### Kutipan Teks
Atha’ dan ulama lainnya berkata, bahwa sahabat bertanya: “Di mana Tuhan kami?”
Ibnu Abbas berkata bahwa Yahudi Madinah berkata kepada Nabi Saw: “Wahai
Muhammad, bagaimana Tuhanmu mendengar doa?” Kemudian Allah menurunkan ayat
ini”. (Muhammad Nawawi Al-Jawi, At-Tafsirul Munir li Ma’alimit Tanzil, [Beirut,
Darul Fikr], juz II, halaman 43).
Tafsir Surat Al-Baqarah Ayat 186 Ayat
186 surat Al-Baqarah menjelaskan dengan tegas kedekatan Allah terhadap
hamba-hamba-Nya, terutama dalam mengabulkan doanya. Bahkan kedekatan Allah
digambarkan lebih dekat dari urat nadi hamba-Nya. Namun, maksud dari makna
dekat tersebut bukan dekat dilihat dari tempatnya, melainkan dekat dalam
mendengar dan mengabulkan doa hamba-hamba-Nya.

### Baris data
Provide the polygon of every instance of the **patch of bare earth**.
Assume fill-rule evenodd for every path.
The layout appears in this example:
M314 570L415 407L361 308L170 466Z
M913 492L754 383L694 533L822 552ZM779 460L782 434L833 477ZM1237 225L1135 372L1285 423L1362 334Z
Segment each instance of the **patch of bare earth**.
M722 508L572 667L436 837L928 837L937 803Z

### Ketentuan Tugas
**1)** Salin dengan tepat sebagian kutipan tafsir tersebut: mulailah pada kata-kata yang memuat "Atha’ dan ulama", lalu berhenti setelah "II, halaman 43).".
**2)** Tolong lanjutkan tafsir Surat Al-Baqarah ayat 186, dimulai sesudah kalimat terakhir yang tercantum.
Baris-baris data itu tidak berperan apa pun di sini.

### Jawaban
**1)**
Atha’ dan ulama lainnya berkata, bahwa sahabat bertanya: “Di mana Tuhan kami?”
Ibnu Abbas berkata bahwa Yahudi Madinah berkata kepada Nabi Saw: “Wahai
Muhammad, bagaimana Tuhanmu mendengar doa?” Kemudian Allah menurunkan ayat
ini”. (Muhammad Nawawi Al-Jawi, At-Tafsirul Munir li Ma’alimit Tanzil, [Beirut,
Darul Fikr], juz II, halaman 43).

**2)**
Abu Hayyan dalam tafsirnya menjelaskan “Maksud dekat yang dinisbatkan kepada
Allah bukanlah dekat dalam segi tempat. Yang dimaksud dekat di sini ialah
ungkapan Allah yang mendengar doa hamba-Nya, cepat dalam mengijabahi permintaan
hamba yang meminta kepada-Nya. Perumpaan mudahnya, Allah dalam mengabulkan doa
seperti orang yang dekat dari orang yang berdoa kepada-Nya. Karena kedekatan
jarak tersebut Allah mengabulkan doanya.” (Abu Hayyan, Al-Bahrul Muhith,
[Beirut, Darul Fikr:1432 H/2010 M], juz II, halaman 205).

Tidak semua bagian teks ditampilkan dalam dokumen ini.